- Short problem 1
Can you reproduce, word for word, the part of the Picturing the Bible credits between "Picturing the Bible was" and "WFAA-TV (Channel 8).", inclusive?

- Text extract
########

Picturing the Bible was organized by the Kimbell Art Museum, Fort Worth. It was supported by an indemnity from the Federal Council on the Arts and the Humanities. Promotional support was provided by American Airlines, the Fort Worth Star-Telegram, and WFAA-TV (Channel 8).                                                  

An honorary international scientific community, made up of scholars, clergy, and museum officials, was assembled to consult on Picturing the Bible, including: Sir John Boardman, Emeritus Lincoln Professor of Classical Archaeology, Oxford University; Professor Francesco Buranelli, Director General of the Vatican Museums, Vatican City; Professor Johannes G. Deckers, Ludwig-Maximilians-University, Munich; Professor Robin Margaret Jensen, Vanderbilt University Divinity School, Nashville; Professor Herbert L. Kessler, Johns Hopkins University, Baltimore; Mr. Neil MacGregor, Director, The British Museum, London; Dr. Timothy Potts, Director, Kimbell Art Museum, Fort Worth; Professor Gemma Sena Chiesa, Università degli Studi, Milan; and the Most Reverend Kevin W. Vann, Roman Catholic Bishop of Fort Worth.

########

- Short problem 2
Which lines in the records below contain the string "banana"? Find and copy every one of them in full, matching case exactly.

########

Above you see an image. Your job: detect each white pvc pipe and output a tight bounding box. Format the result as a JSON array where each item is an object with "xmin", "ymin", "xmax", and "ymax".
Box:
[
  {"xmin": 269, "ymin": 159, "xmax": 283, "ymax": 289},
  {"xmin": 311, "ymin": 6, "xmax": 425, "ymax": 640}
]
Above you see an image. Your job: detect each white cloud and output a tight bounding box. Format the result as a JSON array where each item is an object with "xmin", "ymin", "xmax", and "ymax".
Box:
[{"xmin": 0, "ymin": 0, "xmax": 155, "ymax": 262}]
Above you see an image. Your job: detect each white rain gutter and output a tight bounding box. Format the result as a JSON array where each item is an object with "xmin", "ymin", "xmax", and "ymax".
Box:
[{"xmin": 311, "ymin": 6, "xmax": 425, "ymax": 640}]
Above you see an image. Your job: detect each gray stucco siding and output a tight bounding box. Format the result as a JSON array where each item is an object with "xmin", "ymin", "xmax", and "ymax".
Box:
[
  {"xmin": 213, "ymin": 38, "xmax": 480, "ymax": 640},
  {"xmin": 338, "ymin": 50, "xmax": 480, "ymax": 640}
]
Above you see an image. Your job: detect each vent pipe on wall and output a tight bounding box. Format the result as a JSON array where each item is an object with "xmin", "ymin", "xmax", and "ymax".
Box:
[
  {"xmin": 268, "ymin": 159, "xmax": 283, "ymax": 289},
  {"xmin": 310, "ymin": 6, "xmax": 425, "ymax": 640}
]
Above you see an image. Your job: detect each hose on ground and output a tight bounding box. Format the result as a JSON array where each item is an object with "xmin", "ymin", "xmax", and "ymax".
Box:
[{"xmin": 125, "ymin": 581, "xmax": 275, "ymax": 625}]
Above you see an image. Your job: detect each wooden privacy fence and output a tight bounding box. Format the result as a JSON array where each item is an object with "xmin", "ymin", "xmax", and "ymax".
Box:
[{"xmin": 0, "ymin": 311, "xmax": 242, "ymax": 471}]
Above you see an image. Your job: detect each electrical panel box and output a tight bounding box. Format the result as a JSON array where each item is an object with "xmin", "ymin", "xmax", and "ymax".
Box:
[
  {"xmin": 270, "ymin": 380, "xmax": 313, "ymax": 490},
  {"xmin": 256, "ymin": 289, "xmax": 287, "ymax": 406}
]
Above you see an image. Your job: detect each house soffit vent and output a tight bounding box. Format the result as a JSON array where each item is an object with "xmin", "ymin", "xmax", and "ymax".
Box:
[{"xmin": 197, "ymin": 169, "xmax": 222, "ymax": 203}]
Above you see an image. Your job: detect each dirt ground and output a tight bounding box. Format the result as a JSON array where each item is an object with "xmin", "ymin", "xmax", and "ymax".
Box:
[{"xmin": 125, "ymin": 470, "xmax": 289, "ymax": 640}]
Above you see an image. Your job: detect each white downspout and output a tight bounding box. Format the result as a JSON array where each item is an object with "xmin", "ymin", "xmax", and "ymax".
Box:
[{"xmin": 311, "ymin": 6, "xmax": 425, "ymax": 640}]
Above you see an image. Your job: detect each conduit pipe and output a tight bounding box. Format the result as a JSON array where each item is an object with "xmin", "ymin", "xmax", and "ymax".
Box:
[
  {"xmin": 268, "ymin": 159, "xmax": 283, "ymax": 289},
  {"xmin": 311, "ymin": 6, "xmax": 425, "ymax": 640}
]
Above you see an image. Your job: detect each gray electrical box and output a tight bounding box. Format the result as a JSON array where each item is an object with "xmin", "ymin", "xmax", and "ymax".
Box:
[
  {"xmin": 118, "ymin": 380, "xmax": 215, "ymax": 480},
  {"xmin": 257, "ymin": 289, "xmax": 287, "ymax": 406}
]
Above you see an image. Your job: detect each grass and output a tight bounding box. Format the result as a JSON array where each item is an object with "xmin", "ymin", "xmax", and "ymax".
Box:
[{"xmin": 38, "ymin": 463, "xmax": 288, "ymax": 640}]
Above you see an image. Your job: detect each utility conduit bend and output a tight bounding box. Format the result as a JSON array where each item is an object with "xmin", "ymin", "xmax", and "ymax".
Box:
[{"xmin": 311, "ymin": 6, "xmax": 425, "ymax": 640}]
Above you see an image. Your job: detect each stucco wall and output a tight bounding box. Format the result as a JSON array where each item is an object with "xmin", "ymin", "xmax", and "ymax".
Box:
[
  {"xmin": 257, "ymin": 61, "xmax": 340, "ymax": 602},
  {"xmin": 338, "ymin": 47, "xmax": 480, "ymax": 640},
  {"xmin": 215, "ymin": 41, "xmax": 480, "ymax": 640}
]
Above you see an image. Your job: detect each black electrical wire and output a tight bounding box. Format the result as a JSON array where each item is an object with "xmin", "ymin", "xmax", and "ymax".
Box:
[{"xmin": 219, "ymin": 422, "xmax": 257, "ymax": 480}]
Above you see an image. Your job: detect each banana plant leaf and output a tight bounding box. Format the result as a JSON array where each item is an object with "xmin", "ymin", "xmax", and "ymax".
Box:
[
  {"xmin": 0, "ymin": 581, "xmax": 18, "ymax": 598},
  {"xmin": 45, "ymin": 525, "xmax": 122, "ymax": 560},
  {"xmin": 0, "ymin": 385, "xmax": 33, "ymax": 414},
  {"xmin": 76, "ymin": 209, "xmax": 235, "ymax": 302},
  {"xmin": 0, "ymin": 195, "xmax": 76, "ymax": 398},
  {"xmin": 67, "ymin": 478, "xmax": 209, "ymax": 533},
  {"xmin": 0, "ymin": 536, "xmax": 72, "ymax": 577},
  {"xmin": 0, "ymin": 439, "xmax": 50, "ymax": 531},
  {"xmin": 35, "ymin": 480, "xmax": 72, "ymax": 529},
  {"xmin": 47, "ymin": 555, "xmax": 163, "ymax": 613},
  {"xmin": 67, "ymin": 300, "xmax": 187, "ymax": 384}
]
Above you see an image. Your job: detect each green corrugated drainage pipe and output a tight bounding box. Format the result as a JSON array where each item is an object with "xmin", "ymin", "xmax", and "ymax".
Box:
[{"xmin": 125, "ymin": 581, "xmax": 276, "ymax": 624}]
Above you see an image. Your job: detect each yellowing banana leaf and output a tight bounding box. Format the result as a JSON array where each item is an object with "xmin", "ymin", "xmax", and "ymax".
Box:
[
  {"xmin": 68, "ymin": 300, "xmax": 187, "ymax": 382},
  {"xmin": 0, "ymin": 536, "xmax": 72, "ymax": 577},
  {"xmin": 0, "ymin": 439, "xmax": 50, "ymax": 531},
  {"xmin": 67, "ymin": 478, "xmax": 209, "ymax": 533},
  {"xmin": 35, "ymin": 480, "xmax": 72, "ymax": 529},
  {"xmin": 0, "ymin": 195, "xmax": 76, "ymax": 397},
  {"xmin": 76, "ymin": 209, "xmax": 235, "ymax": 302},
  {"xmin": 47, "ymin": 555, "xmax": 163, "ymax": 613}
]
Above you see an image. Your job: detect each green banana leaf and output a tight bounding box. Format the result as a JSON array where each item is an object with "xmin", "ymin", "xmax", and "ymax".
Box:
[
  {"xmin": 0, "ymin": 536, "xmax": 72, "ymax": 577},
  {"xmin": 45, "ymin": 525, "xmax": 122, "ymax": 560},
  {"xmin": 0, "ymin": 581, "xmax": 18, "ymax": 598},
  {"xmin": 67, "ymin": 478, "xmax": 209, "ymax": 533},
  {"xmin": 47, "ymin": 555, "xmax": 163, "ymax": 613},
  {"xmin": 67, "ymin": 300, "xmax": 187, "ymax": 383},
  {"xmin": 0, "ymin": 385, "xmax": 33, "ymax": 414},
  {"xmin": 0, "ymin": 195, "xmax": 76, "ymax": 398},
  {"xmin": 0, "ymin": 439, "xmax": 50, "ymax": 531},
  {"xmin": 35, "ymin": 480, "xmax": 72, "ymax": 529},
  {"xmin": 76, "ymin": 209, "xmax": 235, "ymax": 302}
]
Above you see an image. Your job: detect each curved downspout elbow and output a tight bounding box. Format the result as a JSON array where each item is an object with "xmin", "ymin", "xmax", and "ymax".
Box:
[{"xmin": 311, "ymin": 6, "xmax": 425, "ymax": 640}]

########

- Worked answer 1
Picturing the Bible was organized by the Kimbell Art Museum, Fort Worth. It was supported by an indemnity from the Federal Council on the Arts and the Humanities. Promotional support was provided by American Airlines, the Fort Worth Star-Telegram, and WFAA-TV (Channel 8).

- Worked answer 2
Above you see an image. Your job: detect each banana plant leaf and output a tight bounding box. Format the result as a JSON array where each item is an object with "xmin", "ymin", "xmax", and "ymax".
Above you see an image. Your job: detect each yellowing banana leaf and output a tight bounding box. Format the result as a JSON array where each item is an object with "xmin", "ymin", "xmax", and "ymax".
Above you see an image. Your job: detect each green banana leaf and output a tight bounding box. Format the result as a JSON array where each item is an object with "xmin", "ymin", "xmax", and "ymax".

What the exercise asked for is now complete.